What you are asked to do>
Update the Lucentis article: write out the passage starting at "The European Medicines" and ending at "the company said.", with "standard laser therapy" changed to "conventional laser treatment".

Text for analysis>
**********

Novartis’ Lucentis wins new approval in Europe

by | 10th Jan 2011 | News

Swiss drugmaker Novartis' eye drug Lucentis has been approved by European regulators as a treatment for vision loss in patients with diabetes, offering a novel approach to treating the condition.

Swiss drugmaker Novartis’ eye drug Lucentis has been approved by European regulators as a treatment for vision loss in patients with diabetes, offering a novel approach to treating the condition.

The European Medicines Agency has OK’d the use of Lucentis (ranibizumab) – which is widely cleared around the globe as a therapy for wet age related macular degeneration – in patients with visual impairment due to diabetic macular edema (DME), which, as Novarits notes, is a leading cause of blindness in people of working-age in most developed countries.

The decision means that the drug has become the first licensed therapy to improve vision and quality of life in patients with DME, and is based clinical data showing a “rapid, superior and sustained” improvement compared to standard laser therapy, which can stabilise the deterioration of sight but is not really known to actually improve it, the company said.

“In the clinical trials, Lucentis-treated patients began to recover their vision as early as eight days after the first injection on average, and vision improvement was maintained at one year,” noted Professor Gabriele Lang, Professor from Ulm’s University Eye Hospital in Germany. “The vision improvement for many of these patients was clinically significant, meaning that they regained the ability to carry out day-to-day activities such as driving.”

**********

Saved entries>
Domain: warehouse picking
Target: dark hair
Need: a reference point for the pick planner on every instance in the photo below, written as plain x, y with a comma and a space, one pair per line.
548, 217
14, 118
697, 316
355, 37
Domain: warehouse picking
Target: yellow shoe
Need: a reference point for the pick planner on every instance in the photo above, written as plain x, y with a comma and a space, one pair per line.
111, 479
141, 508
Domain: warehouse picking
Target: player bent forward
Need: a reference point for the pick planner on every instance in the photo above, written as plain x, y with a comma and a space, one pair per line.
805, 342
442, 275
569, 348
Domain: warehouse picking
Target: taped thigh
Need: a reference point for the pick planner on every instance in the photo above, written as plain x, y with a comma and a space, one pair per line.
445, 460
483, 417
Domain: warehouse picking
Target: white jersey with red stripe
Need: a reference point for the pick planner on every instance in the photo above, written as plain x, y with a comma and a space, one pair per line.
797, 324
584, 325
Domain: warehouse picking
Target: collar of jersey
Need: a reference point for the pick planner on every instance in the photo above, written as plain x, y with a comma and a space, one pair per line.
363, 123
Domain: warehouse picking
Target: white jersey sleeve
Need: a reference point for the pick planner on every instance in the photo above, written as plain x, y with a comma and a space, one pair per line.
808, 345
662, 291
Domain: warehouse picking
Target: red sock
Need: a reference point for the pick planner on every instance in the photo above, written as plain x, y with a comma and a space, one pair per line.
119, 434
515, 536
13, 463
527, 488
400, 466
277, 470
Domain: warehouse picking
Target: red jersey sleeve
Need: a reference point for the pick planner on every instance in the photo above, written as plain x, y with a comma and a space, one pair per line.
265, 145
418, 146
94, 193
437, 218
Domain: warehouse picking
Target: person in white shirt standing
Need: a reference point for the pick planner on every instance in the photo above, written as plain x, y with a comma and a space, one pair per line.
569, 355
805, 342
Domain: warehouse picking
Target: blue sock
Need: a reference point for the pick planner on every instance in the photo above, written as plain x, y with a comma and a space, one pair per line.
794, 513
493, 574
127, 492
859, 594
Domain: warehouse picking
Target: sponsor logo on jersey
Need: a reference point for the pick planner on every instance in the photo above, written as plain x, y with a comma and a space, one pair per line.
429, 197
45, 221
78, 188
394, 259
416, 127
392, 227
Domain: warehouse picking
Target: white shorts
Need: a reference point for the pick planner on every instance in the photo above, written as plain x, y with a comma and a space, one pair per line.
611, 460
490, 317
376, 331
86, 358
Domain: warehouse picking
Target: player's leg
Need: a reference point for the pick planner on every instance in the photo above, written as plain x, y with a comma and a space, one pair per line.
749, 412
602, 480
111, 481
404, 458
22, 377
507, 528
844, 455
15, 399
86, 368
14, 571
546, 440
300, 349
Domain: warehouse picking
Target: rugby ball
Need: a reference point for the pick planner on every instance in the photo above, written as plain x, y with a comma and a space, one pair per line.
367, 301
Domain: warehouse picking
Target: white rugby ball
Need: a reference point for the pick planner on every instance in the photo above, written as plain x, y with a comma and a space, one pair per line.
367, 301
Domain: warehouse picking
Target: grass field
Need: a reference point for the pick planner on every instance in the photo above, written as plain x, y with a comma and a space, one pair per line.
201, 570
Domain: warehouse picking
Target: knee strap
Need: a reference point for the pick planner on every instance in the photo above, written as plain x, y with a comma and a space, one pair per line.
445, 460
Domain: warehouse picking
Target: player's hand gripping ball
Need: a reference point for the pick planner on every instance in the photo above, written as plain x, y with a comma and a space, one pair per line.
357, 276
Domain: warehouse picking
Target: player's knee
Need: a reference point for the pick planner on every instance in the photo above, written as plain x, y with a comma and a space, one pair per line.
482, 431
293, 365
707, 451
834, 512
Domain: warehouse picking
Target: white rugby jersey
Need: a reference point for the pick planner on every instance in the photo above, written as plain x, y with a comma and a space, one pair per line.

**********

Response below>
The European Medicines Agency has OK’d the use of Lucentis (ranibizumab) – which is widely cleared around the globe as a therapy for wet age related macular degeneration – in patients with visual impairment due to diabetic macular edema (DME), which, as Novarits notes, is a leading cause of blindness in people of working-age in most developed countries.

The decision means that the drug has become the first licensed therapy to improve vision and quality of life in patients with DME, and is based clinical data showing a “rapid, superior and sustained” improvement compared to conventional laser treatment, which can stabilise the deterioration of sight but is not really known to actually improve it, the company said.